▶ [What is required] Turn every line of the rows below into a JSON list of strings, one string per line, leaving out any blank lines.

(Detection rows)
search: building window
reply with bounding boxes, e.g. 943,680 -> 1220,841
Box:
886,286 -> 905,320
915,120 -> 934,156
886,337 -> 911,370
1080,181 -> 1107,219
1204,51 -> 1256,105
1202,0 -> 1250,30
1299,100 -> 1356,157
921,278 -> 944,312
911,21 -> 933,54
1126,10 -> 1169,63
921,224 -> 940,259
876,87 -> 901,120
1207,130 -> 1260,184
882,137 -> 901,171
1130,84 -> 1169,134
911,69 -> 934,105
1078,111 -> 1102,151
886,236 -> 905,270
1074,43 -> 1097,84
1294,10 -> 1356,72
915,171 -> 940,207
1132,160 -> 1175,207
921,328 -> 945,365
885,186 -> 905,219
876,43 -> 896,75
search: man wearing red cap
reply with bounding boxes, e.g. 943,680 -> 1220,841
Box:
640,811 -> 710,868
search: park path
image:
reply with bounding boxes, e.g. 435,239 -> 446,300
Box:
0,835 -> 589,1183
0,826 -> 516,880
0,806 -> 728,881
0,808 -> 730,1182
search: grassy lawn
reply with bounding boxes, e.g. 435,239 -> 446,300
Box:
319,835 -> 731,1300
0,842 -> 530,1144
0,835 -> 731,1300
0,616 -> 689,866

▶ [The answer]
[
  "search: building window",
  "reply with bounding boxes, e.g. 943,680 -> 1220,841",
  "Box:",
  "886,286 -> 905,320",
  "915,120 -> 934,156",
  "886,337 -> 911,370",
  "1080,181 -> 1107,219",
  "1204,51 -> 1256,105",
  "1202,0 -> 1250,30",
  "1299,100 -> 1356,157",
  "921,278 -> 944,312",
  "911,21 -> 933,54",
  "1126,10 -> 1169,63",
  "921,224 -> 940,259",
  "876,87 -> 901,120",
  "1207,130 -> 1260,184",
  "882,137 -> 901,171",
  "1130,84 -> 1169,134",
  "911,69 -> 934,105",
  "1078,111 -> 1102,151",
  "886,236 -> 905,270",
  "1074,43 -> 1097,84",
  "1294,10 -> 1356,72",
  "915,171 -> 940,207",
  "1132,160 -> 1175,207",
  "921,328 -> 945,365",
  "885,186 -> 905,219",
  "876,43 -> 896,75",
  "search: man wearing red cap",
  "reply with bounding boxes, e.g. 943,680 -> 1220,841",
  "Box:",
  "640,811 -> 710,868",
  "search: park path",
  "image:",
  "reply with bounding boxes, e.g. 435,239 -> 446,300",
  "Box:",
  "0,835 -> 589,1183",
  "0,826 -> 516,880",
  "0,806 -> 728,881",
  "0,808 -> 730,1182",
  "search: grassy lawn",
  "reply with bounding boxes, e.g. 435,239 -> 446,300",
  "Box:",
  "319,835 -> 731,1300",
  "0,842 -> 530,1144",
  "0,835 -> 731,1300",
  "0,616 -> 689,866"
]